▸ The task: Search the records below for "nose"; copy each line that has it.
*** The data Section Begins ***
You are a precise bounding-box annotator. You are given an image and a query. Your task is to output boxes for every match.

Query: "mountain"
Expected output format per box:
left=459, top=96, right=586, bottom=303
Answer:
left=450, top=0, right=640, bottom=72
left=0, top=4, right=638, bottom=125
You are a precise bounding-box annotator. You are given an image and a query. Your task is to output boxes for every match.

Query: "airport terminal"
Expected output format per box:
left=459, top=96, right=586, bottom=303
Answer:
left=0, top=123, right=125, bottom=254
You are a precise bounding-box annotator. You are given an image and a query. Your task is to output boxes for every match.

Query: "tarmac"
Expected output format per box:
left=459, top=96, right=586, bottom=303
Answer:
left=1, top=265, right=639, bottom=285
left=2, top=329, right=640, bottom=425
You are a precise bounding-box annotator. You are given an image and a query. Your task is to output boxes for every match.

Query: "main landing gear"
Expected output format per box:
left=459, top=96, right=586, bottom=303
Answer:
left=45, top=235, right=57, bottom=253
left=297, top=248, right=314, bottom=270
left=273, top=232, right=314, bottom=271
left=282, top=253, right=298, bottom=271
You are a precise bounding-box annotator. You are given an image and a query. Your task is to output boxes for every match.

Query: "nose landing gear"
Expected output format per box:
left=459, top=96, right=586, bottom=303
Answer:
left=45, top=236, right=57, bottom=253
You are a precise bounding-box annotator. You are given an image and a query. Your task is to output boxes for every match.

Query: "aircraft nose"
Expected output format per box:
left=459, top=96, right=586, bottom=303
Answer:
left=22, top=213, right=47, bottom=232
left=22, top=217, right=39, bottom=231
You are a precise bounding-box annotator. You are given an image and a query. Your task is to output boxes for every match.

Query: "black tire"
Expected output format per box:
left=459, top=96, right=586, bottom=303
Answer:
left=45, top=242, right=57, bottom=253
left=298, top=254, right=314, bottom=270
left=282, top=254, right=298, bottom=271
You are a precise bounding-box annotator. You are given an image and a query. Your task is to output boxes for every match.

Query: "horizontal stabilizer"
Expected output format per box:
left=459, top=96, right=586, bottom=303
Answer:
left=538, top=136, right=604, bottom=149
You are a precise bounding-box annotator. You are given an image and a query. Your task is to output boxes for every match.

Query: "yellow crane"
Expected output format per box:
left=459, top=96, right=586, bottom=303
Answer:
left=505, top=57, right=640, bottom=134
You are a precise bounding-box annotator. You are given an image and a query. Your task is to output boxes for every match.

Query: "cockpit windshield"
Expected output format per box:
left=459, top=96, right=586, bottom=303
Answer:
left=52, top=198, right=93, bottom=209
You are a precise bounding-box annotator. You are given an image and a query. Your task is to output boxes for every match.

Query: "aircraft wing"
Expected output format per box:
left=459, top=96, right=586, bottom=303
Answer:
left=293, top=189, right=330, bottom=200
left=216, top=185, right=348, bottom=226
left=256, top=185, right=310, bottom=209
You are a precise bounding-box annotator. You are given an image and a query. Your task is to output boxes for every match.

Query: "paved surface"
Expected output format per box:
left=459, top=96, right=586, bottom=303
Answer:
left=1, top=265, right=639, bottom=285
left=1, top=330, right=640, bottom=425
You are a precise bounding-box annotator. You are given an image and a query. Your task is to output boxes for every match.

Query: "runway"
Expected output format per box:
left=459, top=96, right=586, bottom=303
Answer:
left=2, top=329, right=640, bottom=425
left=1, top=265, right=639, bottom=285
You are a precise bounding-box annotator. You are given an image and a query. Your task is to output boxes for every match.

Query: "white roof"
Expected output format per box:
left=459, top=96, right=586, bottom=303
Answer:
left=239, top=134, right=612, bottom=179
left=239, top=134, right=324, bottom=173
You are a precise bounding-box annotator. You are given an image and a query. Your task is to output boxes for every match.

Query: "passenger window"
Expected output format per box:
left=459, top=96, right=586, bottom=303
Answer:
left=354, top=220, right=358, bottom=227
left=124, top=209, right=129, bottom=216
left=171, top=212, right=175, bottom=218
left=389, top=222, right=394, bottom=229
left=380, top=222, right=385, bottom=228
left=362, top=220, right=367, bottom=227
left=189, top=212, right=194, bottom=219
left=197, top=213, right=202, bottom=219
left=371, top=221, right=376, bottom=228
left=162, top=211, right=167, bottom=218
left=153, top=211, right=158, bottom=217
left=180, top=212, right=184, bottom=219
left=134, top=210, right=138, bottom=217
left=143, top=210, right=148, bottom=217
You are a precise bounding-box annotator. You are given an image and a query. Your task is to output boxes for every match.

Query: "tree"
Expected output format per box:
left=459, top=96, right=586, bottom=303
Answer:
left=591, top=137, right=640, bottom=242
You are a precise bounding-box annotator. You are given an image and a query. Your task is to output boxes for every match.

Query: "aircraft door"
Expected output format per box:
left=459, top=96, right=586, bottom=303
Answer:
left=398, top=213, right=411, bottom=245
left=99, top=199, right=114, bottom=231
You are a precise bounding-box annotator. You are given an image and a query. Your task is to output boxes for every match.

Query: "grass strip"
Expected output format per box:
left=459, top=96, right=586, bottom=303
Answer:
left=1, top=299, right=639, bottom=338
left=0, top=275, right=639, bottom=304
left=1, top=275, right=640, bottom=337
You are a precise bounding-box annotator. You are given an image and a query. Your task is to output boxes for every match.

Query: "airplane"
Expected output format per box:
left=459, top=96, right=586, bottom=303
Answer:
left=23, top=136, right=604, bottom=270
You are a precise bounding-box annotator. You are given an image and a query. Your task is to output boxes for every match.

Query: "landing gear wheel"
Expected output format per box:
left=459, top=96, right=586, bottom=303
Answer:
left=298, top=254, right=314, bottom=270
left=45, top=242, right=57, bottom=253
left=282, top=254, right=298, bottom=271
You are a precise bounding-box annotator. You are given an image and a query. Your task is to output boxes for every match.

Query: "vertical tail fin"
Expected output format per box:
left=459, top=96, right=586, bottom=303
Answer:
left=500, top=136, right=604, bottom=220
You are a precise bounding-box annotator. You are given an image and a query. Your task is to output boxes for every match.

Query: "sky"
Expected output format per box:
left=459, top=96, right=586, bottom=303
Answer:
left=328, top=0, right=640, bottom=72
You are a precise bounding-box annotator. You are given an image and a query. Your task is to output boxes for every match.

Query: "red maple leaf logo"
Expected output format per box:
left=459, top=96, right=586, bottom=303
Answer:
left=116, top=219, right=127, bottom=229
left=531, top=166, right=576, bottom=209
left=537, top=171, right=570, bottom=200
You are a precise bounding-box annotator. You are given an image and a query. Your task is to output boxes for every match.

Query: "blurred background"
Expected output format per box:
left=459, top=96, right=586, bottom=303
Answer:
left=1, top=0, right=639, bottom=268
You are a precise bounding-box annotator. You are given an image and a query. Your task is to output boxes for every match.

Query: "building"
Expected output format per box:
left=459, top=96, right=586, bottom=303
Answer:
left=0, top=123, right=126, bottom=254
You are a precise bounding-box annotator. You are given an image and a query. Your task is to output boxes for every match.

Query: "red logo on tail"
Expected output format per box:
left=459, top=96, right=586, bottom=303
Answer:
*** The data Section Ends ***
▸ Answer box:
Query: "nose landing gear"
Query: "aircraft nose"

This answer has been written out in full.